____ Task data
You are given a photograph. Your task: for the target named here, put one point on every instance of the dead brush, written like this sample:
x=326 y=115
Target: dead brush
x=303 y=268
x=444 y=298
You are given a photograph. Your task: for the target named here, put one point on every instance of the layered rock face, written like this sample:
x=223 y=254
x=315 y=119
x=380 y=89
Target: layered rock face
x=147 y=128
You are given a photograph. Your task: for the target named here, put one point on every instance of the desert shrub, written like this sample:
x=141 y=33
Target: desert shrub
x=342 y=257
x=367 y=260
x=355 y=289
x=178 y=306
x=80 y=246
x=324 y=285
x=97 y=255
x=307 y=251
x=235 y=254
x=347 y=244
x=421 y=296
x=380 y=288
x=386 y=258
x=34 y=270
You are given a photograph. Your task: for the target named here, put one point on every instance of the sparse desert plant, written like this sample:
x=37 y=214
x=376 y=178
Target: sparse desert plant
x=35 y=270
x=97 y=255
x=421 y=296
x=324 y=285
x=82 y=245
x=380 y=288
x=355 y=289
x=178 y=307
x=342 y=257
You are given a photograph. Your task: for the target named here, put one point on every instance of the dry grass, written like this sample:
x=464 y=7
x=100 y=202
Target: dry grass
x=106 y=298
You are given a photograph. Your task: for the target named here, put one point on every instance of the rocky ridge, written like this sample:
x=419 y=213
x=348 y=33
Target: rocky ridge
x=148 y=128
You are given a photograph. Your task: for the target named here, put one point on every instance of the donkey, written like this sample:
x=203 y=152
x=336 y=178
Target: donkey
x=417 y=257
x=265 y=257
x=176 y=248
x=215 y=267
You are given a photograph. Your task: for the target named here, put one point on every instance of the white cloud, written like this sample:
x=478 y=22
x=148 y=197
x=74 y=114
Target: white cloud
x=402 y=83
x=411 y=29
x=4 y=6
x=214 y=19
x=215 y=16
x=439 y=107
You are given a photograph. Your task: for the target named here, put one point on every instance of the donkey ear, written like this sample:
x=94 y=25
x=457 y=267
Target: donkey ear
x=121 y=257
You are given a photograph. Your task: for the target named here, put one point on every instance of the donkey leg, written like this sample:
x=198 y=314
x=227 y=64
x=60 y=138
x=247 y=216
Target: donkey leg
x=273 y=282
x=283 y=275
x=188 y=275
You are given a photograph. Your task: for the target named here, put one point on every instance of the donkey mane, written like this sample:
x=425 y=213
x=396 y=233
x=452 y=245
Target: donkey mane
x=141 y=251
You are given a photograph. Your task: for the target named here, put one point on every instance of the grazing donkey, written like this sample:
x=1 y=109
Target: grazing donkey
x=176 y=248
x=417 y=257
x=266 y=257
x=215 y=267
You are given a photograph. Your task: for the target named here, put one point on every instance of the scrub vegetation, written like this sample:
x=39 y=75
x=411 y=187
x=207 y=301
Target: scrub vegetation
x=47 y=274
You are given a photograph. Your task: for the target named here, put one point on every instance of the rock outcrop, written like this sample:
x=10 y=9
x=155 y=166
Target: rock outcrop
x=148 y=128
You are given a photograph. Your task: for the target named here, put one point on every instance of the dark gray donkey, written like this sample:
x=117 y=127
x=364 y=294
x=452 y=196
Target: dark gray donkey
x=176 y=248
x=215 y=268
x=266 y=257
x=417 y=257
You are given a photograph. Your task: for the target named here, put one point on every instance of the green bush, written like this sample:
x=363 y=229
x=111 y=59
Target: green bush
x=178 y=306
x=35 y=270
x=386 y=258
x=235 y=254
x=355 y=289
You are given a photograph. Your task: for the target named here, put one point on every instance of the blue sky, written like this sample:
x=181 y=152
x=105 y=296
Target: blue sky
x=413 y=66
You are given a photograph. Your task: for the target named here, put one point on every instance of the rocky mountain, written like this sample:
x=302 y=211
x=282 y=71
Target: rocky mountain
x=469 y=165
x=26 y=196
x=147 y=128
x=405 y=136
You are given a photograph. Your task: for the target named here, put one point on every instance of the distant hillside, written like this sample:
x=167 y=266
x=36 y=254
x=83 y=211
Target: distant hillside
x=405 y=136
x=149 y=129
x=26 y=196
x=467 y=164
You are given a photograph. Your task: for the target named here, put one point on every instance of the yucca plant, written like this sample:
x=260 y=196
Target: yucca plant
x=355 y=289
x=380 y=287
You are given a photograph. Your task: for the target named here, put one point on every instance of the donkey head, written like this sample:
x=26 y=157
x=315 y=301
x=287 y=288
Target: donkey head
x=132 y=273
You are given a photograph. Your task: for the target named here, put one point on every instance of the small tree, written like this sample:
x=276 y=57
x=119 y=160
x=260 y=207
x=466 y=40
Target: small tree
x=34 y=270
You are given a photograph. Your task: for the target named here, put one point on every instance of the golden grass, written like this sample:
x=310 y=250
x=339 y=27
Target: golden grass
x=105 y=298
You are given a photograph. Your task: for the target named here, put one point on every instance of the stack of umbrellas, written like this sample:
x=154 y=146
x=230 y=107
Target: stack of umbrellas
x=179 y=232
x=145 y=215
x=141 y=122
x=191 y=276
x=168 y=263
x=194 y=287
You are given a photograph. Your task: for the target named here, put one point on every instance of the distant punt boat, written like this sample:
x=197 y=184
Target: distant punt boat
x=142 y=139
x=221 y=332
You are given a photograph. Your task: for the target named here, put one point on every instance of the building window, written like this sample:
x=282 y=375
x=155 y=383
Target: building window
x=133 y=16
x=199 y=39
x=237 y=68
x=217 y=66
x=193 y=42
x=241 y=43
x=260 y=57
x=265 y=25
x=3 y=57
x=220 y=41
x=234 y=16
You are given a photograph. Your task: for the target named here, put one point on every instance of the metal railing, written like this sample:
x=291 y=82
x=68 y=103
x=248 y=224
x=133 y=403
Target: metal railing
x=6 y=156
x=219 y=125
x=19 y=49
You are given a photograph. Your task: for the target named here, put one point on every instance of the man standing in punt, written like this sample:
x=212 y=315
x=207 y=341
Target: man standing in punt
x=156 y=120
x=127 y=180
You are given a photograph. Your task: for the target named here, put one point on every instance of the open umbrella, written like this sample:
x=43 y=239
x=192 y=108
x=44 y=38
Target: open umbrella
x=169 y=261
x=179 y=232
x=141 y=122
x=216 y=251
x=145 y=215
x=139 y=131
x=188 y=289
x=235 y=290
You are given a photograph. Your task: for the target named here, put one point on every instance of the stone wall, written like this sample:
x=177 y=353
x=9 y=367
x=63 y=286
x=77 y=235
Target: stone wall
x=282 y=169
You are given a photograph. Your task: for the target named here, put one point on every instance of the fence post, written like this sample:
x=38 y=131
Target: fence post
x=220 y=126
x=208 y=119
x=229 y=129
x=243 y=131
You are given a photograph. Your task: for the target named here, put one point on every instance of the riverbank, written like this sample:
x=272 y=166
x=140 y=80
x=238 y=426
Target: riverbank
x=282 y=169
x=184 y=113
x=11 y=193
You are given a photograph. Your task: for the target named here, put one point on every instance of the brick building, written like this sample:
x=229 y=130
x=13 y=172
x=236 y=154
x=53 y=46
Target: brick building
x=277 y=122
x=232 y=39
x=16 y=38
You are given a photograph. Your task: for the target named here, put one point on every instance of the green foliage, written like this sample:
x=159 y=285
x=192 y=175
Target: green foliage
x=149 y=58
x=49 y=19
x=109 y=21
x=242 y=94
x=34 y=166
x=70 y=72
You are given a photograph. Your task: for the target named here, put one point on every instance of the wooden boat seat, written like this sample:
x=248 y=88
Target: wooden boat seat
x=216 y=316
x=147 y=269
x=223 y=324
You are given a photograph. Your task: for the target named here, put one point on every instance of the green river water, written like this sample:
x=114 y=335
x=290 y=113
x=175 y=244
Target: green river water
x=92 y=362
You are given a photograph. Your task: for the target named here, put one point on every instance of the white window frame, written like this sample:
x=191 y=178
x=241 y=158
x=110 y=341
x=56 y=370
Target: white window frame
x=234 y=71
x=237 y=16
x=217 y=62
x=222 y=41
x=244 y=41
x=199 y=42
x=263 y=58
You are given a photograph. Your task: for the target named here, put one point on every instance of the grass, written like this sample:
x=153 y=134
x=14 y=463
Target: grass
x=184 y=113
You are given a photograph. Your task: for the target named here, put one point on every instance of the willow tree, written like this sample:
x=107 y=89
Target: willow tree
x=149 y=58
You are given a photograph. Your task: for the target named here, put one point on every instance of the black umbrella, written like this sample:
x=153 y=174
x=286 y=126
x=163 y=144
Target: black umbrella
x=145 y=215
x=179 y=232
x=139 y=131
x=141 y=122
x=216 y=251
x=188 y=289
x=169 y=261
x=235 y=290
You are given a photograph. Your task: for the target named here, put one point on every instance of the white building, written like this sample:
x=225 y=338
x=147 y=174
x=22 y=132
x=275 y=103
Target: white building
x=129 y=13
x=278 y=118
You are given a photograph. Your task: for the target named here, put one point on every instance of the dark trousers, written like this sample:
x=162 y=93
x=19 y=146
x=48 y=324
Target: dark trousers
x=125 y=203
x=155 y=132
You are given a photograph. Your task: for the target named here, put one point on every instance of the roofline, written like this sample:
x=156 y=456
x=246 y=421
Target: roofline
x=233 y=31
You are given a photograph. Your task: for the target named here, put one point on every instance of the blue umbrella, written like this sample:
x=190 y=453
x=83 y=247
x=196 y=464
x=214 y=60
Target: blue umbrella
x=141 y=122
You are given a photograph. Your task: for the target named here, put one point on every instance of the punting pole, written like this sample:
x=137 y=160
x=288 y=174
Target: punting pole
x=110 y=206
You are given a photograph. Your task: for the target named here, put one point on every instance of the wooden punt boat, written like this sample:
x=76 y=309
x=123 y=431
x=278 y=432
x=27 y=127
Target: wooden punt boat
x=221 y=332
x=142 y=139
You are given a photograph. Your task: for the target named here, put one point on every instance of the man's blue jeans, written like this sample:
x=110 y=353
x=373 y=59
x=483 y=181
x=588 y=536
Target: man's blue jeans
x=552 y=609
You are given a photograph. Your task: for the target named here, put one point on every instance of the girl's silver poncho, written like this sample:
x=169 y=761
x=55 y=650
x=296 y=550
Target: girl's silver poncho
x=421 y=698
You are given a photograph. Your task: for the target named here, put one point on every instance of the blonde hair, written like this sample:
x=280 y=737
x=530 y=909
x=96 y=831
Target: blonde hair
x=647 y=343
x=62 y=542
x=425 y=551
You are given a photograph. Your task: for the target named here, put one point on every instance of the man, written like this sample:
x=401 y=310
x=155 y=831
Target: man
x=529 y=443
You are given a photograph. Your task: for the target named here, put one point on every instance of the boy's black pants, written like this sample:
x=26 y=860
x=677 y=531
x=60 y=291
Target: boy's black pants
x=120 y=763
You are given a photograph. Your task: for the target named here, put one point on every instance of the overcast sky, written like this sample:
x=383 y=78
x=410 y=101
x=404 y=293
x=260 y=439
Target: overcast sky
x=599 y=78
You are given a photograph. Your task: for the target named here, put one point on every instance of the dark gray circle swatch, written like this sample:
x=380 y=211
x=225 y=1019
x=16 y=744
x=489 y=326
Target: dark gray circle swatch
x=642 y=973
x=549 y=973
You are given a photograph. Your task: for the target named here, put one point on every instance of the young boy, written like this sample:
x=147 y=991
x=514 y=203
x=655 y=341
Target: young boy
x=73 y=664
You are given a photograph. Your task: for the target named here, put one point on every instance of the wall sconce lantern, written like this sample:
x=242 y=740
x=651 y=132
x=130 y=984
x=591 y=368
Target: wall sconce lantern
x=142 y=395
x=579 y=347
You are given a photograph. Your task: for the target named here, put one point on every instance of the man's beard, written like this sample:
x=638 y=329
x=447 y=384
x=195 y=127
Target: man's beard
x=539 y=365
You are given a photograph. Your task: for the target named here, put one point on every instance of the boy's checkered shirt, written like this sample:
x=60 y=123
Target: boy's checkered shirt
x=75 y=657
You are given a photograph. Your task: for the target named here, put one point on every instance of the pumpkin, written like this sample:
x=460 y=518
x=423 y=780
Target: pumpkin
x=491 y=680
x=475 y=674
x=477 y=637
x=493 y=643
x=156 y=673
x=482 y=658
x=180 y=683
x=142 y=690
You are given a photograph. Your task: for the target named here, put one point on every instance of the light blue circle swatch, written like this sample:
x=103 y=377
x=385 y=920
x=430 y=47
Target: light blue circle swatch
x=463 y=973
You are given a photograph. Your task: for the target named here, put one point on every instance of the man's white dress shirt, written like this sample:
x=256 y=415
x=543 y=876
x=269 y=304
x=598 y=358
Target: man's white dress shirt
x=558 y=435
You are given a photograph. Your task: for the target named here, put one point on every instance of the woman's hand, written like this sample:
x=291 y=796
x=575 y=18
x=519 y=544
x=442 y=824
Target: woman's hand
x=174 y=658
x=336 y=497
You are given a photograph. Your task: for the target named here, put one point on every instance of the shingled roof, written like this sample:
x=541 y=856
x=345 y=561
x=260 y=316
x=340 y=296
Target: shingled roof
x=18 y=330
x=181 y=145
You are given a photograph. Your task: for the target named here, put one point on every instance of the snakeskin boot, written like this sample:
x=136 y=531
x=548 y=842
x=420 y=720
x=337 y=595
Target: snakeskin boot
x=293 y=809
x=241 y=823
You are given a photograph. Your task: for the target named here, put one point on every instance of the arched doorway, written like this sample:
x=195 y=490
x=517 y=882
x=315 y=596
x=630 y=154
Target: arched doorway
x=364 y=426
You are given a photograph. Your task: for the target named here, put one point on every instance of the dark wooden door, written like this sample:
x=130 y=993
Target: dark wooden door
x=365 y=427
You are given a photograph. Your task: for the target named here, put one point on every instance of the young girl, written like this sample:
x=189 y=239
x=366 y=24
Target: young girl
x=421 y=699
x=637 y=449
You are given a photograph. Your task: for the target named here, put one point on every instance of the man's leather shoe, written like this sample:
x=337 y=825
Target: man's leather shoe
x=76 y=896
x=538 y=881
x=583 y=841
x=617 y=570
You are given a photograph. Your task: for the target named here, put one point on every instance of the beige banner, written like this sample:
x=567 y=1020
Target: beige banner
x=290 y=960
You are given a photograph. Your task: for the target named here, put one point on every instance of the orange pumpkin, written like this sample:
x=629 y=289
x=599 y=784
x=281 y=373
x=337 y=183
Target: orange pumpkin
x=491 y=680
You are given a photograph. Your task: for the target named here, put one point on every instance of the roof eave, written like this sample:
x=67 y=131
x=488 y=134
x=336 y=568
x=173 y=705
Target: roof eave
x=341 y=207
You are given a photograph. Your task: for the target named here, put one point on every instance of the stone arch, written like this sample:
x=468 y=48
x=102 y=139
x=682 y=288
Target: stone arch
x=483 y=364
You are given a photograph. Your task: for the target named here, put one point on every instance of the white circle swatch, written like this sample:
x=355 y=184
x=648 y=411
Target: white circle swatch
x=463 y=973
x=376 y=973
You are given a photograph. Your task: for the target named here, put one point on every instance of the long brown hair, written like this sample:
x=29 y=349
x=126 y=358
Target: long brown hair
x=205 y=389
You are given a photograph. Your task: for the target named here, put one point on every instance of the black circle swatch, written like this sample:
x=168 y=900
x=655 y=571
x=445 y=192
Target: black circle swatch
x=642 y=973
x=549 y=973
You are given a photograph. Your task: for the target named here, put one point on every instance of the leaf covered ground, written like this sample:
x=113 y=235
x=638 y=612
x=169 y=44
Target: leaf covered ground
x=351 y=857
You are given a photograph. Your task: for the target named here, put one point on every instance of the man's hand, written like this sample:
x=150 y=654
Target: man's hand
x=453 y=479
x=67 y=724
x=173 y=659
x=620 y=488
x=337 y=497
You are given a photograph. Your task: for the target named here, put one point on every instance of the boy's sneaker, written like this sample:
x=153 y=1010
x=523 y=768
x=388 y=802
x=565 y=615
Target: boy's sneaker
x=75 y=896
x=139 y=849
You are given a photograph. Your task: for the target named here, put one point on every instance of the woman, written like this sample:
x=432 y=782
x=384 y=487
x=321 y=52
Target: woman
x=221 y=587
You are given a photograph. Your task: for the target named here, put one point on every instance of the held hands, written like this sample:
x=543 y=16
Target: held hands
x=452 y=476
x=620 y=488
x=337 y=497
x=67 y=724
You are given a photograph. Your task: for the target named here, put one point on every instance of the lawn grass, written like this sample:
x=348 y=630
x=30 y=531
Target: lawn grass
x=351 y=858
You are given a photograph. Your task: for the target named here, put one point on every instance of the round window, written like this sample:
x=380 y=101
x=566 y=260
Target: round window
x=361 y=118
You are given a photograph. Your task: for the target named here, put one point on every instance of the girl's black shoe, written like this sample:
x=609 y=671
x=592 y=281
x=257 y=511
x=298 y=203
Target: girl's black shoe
________
Stated task: Rewrite only the lines between the one holding "donkey ear, written" and the one holding "x=121 y=257", inclusive, switching "sample" to "pattern" and leaving everything else unchanged.

Exercise response:
You are given a photograph. Your task: for the target named here, put one point on every instance of the donkey ear, written like this pattern:
x=94 y=25
x=457 y=267
Target: donkey ear
x=121 y=257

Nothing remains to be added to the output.